Consigna del ejercicio: Reescribe todas las líneas, desde la que contiene "base and record the pixel coordinates." hasta el final de los registros, ambas incluidas, sin omitir las indicaciones. Aumenta en 77 cada valor de las coordenadas de las respuestas.

Extractos de un conjunto de datos de anotación de ubicaciones:
---*---
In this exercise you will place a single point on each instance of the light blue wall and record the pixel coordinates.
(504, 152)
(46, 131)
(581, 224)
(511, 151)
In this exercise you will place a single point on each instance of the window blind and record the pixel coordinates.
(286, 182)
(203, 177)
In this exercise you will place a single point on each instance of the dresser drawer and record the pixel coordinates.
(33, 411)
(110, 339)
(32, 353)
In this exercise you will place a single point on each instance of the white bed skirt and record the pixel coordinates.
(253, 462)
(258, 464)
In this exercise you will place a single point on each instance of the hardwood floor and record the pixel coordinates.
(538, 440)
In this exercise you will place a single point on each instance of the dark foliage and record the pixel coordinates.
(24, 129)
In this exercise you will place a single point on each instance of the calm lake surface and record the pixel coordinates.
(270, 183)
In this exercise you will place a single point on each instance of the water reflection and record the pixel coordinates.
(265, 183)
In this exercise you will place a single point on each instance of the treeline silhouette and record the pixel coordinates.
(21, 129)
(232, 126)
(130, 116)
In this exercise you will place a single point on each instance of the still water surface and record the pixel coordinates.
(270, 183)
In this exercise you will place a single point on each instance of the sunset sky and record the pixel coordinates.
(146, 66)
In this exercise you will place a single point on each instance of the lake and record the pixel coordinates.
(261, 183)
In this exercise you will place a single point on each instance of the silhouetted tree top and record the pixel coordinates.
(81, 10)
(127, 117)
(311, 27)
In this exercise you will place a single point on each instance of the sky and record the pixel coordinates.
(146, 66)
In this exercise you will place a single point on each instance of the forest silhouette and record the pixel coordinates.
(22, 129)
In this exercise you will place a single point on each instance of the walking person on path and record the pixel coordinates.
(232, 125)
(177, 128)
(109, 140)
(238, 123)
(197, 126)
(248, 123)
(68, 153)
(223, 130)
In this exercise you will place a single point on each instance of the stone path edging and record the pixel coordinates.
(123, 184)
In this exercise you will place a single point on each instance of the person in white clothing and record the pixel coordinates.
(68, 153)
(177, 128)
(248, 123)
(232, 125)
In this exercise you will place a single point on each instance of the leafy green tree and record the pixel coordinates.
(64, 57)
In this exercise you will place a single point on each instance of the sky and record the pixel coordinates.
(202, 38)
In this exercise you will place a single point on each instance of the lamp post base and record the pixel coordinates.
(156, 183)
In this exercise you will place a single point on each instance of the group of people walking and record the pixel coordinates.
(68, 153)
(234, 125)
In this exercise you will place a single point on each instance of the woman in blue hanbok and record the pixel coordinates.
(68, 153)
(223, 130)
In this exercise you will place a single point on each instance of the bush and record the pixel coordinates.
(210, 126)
---*---
Solución escrita:
In this exercise you will place a single point on each instance of the lamp post base and record the pixel coordinates.
(233, 260)
In this exercise you will place a single point on each instance of the group of people walking and record the pixel coordinates.
(145, 230)
(311, 202)
In this exercise you will place a single point on each instance of the woman in blue hanbok and record the pixel coordinates.
(145, 230)
(300, 207)
In this exercise you will place a single point on each instance of the bush and record the pixel coordinates.
(287, 203)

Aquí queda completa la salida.